-------- MATERIAL PROVIDED

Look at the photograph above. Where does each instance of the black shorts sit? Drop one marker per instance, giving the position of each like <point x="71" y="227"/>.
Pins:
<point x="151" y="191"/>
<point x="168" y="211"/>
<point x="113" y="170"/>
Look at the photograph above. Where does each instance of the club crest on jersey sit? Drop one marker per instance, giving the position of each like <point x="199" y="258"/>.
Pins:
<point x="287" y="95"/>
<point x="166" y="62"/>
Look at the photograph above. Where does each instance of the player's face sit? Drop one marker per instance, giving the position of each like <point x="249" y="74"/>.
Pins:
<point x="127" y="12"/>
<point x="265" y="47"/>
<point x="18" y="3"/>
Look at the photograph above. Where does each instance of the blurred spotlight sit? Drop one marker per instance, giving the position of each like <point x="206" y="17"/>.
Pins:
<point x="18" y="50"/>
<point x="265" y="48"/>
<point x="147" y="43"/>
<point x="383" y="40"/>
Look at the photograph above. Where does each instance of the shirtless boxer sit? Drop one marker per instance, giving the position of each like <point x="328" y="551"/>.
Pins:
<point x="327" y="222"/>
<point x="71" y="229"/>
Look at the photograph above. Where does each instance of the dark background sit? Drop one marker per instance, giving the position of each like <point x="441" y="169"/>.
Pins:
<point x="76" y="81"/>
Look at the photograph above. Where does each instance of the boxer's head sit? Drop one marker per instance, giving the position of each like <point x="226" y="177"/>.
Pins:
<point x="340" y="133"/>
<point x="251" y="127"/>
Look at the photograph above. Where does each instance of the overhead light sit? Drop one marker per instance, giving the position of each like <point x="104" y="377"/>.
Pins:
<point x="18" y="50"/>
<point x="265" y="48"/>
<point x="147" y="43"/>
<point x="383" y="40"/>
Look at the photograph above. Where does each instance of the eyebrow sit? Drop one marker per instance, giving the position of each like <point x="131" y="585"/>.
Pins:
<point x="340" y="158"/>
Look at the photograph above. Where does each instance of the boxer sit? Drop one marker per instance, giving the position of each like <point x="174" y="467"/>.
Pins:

----------------

→ TASK DIRECTIONS: Could you return every record above exactly as written?

→ EXERCISE RESPONSE:
Look at the photograph above. Where does each instance of the black shorts sit? Drop one marker per instance, giving the position of each like <point x="71" y="227"/>.
Pins:
<point x="151" y="191"/>
<point x="168" y="211"/>
<point x="113" y="170"/>
Look at the photograph above. Where does each instance of the club crest on jersey sit? Drop one marker per instance, giving the position of each like <point x="199" y="258"/>.
Pins:
<point x="287" y="95"/>
<point x="166" y="62"/>
Look at the photograph above. Where does each instance of the player's face sit? Drop one marker per instance, giving the position of each like <point x="249" y="74"/>.
Pins:
<point x="127" y="12"/>
<point x="265" y="47"/>
<point x="18" y="3"/>
Look at the photograph above. Where does each instance of the blurred spotlight sit? Drop one marker per instance, giving the position of each like <point x="206" y="17"/>.
Pins:
<point x="18" y="50"/>
<point x="265" y="48"/>
<point x="147" y="43"/>
<point x="383" y="40"/>
Look at the photograph above. Where does each instance of the shirtless boxer sit? Drop one marker per instance, giving the position of each like <point x="328" y="551"/>.
Pins:
<point x="327" y="222"/>
<point x="71" y="229"/>
Look at the photograph above. Where does each instance of the dark background sit? Drop one marker per instance, giving the position of each like <point x="441" y="169"/>.
Pins:
<point x="76" y="81"/>
Look at the photograph above. Where does each instance of the boxer's head sit? Drop one marker per instance, giving the position of each like <point x="226" y="177"/>.
Pins:
<point x="340" y="133"/>
<point x="251" y="127"/>
Look at the photograph above. Where does each instance of the overhead light sit? Drop one marker per instance, giving the position of each like <point x="104" y="377"/>.
Pins:
<point x="18" y="50"/>
<point x="265" y="48"/>
<point x="147" y="43"/>
<point x="383" y="40"/>
Look at the photograph above. Where does each instance of the eyebrow sit? Drop one marker per instance, giving the position of each like <point x="131" y="585"/>.
Pins:
<point x="340" y="158"/>
Look at the photograph above. Where does each instance of the boxer sit? Drop one marker per instance, giving the position of each like <point x="174" y="467"/>.
Pins:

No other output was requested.